(Dataset records):
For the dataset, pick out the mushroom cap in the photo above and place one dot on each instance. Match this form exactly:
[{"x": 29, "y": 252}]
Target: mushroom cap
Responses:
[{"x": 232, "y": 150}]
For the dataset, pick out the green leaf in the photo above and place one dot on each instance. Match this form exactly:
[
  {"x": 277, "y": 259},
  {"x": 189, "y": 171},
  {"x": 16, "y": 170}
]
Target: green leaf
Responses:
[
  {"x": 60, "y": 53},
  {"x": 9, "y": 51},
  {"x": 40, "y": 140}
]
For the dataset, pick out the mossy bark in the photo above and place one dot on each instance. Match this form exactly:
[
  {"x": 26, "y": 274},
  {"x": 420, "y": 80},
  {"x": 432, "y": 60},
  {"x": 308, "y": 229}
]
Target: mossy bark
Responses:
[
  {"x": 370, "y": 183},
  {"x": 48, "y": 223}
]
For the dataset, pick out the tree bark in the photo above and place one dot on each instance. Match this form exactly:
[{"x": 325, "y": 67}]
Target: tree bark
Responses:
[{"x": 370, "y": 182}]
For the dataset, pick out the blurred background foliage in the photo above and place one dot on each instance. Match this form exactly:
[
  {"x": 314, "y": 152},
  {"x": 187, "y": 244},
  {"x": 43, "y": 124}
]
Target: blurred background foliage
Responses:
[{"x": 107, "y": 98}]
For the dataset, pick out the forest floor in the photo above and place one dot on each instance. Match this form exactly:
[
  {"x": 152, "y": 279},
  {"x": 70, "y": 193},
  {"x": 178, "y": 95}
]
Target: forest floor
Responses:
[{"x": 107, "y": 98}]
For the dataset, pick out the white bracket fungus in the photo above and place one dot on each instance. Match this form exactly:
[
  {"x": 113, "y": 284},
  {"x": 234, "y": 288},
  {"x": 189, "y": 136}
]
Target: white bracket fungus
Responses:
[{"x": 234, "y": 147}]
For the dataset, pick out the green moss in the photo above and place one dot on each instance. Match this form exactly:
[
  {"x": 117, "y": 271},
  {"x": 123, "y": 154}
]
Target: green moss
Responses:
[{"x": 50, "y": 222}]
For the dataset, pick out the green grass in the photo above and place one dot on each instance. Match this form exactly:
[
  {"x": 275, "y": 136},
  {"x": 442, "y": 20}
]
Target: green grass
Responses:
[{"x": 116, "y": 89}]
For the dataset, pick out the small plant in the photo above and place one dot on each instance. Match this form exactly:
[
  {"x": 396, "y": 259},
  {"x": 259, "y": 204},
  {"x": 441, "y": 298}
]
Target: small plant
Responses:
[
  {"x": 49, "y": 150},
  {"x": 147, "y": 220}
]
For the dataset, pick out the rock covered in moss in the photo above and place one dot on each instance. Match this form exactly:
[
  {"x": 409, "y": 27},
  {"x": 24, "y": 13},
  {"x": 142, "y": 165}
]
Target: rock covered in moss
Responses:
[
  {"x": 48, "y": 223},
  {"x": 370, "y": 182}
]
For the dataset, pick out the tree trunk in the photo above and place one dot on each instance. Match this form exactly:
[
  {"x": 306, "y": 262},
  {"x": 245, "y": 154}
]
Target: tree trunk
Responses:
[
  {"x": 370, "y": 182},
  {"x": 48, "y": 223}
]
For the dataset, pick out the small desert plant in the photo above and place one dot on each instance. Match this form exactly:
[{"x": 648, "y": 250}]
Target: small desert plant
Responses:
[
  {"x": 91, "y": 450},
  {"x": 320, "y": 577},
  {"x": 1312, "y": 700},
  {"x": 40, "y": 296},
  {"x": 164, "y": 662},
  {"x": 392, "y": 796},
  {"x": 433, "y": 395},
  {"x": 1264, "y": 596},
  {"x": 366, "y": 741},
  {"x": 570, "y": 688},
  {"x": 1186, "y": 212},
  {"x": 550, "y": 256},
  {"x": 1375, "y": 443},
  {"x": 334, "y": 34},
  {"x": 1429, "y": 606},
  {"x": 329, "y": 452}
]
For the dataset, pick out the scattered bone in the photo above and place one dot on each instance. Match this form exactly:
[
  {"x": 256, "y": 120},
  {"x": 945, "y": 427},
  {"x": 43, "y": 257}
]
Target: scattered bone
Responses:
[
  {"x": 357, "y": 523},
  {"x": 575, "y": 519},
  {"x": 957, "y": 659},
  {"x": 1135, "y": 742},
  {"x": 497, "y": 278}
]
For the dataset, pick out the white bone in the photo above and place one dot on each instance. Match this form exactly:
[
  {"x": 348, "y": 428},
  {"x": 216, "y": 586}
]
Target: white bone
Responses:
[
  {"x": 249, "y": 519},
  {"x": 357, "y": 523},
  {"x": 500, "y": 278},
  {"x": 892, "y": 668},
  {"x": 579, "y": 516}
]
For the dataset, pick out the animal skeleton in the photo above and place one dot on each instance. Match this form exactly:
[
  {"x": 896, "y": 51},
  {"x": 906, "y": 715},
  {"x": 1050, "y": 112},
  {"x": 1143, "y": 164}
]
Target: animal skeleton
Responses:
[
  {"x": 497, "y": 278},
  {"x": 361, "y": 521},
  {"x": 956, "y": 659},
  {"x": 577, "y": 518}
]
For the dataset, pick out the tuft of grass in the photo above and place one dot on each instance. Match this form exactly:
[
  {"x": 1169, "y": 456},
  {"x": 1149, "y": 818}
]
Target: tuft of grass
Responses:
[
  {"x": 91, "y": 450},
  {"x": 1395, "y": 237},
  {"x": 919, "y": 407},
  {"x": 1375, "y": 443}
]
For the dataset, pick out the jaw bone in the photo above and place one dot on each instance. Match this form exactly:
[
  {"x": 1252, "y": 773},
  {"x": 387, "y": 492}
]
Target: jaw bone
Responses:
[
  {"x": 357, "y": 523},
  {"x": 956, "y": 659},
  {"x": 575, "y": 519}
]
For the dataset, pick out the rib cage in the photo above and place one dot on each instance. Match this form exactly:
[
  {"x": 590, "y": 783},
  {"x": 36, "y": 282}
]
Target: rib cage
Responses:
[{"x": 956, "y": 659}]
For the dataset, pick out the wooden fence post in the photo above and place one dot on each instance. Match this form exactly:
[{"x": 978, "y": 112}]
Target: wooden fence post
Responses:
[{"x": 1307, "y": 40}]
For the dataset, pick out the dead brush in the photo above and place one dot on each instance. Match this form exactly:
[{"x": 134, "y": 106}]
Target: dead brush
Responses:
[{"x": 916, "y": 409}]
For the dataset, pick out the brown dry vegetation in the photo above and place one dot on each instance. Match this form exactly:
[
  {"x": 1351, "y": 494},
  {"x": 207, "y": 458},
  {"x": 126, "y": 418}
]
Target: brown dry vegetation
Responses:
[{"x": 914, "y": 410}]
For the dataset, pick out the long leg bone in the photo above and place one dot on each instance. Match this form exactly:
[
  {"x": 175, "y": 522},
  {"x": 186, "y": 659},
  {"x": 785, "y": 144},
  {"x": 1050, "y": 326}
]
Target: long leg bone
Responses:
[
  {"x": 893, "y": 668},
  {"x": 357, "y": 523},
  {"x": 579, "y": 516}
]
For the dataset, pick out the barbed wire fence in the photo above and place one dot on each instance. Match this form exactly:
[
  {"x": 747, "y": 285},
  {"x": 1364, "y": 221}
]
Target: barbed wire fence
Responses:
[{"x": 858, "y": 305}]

(What to produce): Nothing should be left out: return all of the records exactly.

(Solution for this exercise):
For the dataset, pick out the mushroom cap in the photo above and place one dot on each instance. Match this form exactly:
[{"x": 29, "y": 252}]
Target: mushroom cap
Responses:
[{"x": 232, "y": 150}]
For the dataset, pick out the green leaf in the photo above and place one dot on each instance. Match this form exactly:
[
  {"x": 277, "y": 259},
  {"x": 189, "y": 171},
  {"x": 16, "y": 170}
]
Target: green leaf
Responses:
[
  {"x": 60, "y": 53},
  {"x": 9, "y": 51},
  {"x": 40, "y": 140}
]
For the dataset, pick out the mossy bark in the photo above and place one dot on each instance. Match this form exactly:
[
  {"x": 26, "y": 274},
  {"x": 420, "y": 80},
  {"x": 432, "y": 60},
  {"x": 308, "y": 229}
]
Target: mossy bark
Responses:
[
  {"x": 370, "y": 183},
  {"x": 48, "y": 223}
]
For the dataset, pick out the tree bark in the photo above and place one dot on each instance. Match this form exactly:
[{"x": 325, "y": 67}]
Target: tree bark
Responses:
[{"x": 370, "y": 182}]
For the dataset, pick out the blurred background foliage in the photo above and place one dot on each instance. Match this form exactly:
[
  {"x": 314, "y": 152},
  {"x": 187, "y": 244},
  {"x": 43, "y": 124}
]
Target: blurred background foliage
Responses:
[{"x": 107, "y": 98}]
For the dataset, pick out the forest floor in the photo above and place one dot on each instance. Match this form exactly:
[
  {"x": 152, "y": 279},
  {"x": 70, "y": 193},
  {"x": 178, "y": 95}
]
Target: forest floor
Responses:
[{"x": 107, "y": 98}]
For the dataset, pick out the white bracket fungus in the photo above and place one dot on each instance. Match this form exactly:
[
  {"x": 113, "y": 284},
  {"x": 234, "y": 288},
  {"x": 189, "y": 136}
]
Target: white bracket fungus
Responses:
[{"x": 234, "y": 147}]
For the dataset, pick out the green moss in the photo above and place one dot on each instance. Match this form exactly:
[
  {"x": 117, "y": 271},
  {"x": 123, "y": 154}
]
Target: green moss
Responses:
[{"x": 50, "y": 222}]
For the dataset, pick out the green grass in the photo above and place one dot on each instance. Match this form exactly:
[
  {"x": 275, "y": 136},
  {"x": 442, "y": 20}
]
Target: green grass
Responses:
[{"x": 116, "y": 89}]
For the dataset, pick out the small plant in the photo above and place one dot on each instance. Match this form exactly:
[
  {"x": 396, "y": 259},
  {"x": 259, "y": 204},
  {"x": 441, "y": 298}
]
Target: small plant
Responses:
[
  {"x": 49, "y": 150},
  {"x": 147, "y": 220}
]
For the dataset, pick out the rock covered in moss in the photo above and place one dot on each instance. Match this form exactly:
[
  {"x": 409, "y": 27},
  {"x": 24, "y": 13},
  {"x": 142, "y": 165}
]
Target: rock covered in moss
Responses:
[
  {"x": 48, "y": 223},
  {"x": 370, "y": 182}
]
For the dataset, pick out the tree trunk in the photo above and place one dot on each instance. Match this form exactly:
[
  {"x": 306, "y": 262},
  {"x": 245, "y": 154}
]
Target: tree trunk
Responses:
[
  {"x": 370, "y": 182},
  {"x": 48, "y": 223}
]
For the dataset, pick out the small desert plant in the photo above and place one dot on each instance. Match this form exactly:
[{"x": 648, "y": 250}]
Target: small desert plant
Responses:
[
  {"x": 91, "y": 450},
  {"x": 320, "y": 577},
  {"x": 1312, "y": 700},
  {"x": 40, "y": 296},
  {"x": 164, "y": 662},
  {"x": 392, "y": 796},
  {"x": 433, "y": 395},
  {"x": 1264, "y": 596},
  {"x": 366, "y": 741},
  {"x": 570, "y": 688},
  {"x": 1186, "y": 212},
  {"x": 550, "y": 256},
  {"x": 1375, "y": 443},
  {"x": 334, "y": 34},
  {"x": 1429, "y": 606},
  {"x": 329, "y": 452}
]
For the dataset, pick out the scattered bone in the photo above and place one dot on each instance. Match this form exactly:
[
  {"x": 256, "y": 120},
  {"x": 945, "y": 427},
  {"x": 43, "y": 257}
]
Target: scattered bone
Responses:
[
  {"x": 357, "y": 523},
  {"x": 575, "y": 519},
  {"x": 957, "y": 659},
  {"x": 1135, "y": 742},
  {"x": 497, "y": 278}
]
For the dataset, pick out the white bone in the photo above and place one dot on each instance. Match this form exactly:
[
  {"x": 348, "y": 428},
  {"x": 216, "y": 586}
]
Target: white bone
Responses:
[
  {"x": 249, "y": 519},
  {"x": 357, "y": 523},
  {"x": 500, "y": 278},
  {"x": 892, "y": 668},
  {"x": 579, "y": 516}
]
For the dataset, pick out the animal skeleton in the photo above and place one dot on each instance. Match this form exactly:
[
  {"x": 896, "y": 51},
  {"x": 906, "y": 715},
  {"x": 1050, "y": 112},
  {"x": 1143, "y": 164}
]
Target: animal skeleton
Responses:
[
  {"x": 497, "y": 278},
  {"x": 361, "y": 521},
  {"x": 956, "y": 659},
  {"x": 577, "y": 518}
]
For the dataset, pick out the tuft of grass in the photo above and place one dot on each instance. Match this form exactly:
[
  {"x": 1169, "y": 456},
  {"x": 1149, "y": 818}
]
Target: tuft of grass
Responses:
[
  {"x": 91, "y": 450},
  {"x": 1395, "y": 237},
  {"x": 919, "y": 407},
  {"x": 1375, "y": 443}
]
For the dataset, pick out the jaw bone in the photo above and place one dot on each instance. Match this form exactly:
[
  {"x": 1252, "y": 773},
  {"x": 387, "y": 492}
]
Target: jaw bone
Responses:
[
  {"x": 357, "y": 523},
  {"x": 956, "y": 659},
  {"x": 575, "y": 519}
]
For the dataset, pick out the rib cage in the photo above and place one dot on each instance. Match this form exactly:
[
  {"x": 590, "y": 783},
  {"x": 36, "y": 282}
]
Target: rib cage
Responses:
[{"x": 956, "y": 659}]
For the dataset, pick out the wooden fence post in the photo above and place one dot on each instance. Match this form exactly:
[{"x": 978, "y": 112}]
Target: wooden fence post
Responses:
[{"x": 1307, "y": 40}]
For the dataset, pick out the dead brush in the photo above and place one dot on each instance. Match this form exactly:
[{"x": 134, "y": 106}]
Target: dead brush
Responses:
[{"x": 916, "y": 409}]
For the dataset, pick out the brown dry vegetation in the photo above and place one dot on each instance. Match this form exactly:
[
  {"x": 1351, "y": 494},
  {"x": 207, "y": 458},
  {"x": 126, "y": 418}
]
Target: brown dry vegetation
Responses:
[{"x": 914, "y": 410}]
For the dataset, pick out the long leg bone in the photo above and place one dot on each instance. Match this form exactly:
[
  {"x": 175, "y": 522},
  {"x": 186, "y": 659},
  {"x": 785, "y": 144},
  {"x": 1050, "y": 326}
]
Target: long leg bone
Responses:
[
  {"x": 893, "y": 668},
  {"x": 357, "y": 523},
  {"x": 579, "y": 516}
]
For the dataset, pick out the barbed wire fence in the photo above and place one dot on each instance. Match this form exactly:
[
  {"x": 747, "y": 285},
  {"x": 1364, "y": 221}
]
Target: barbed wire fence
Responses:
[{"x": 858, "y": 305}]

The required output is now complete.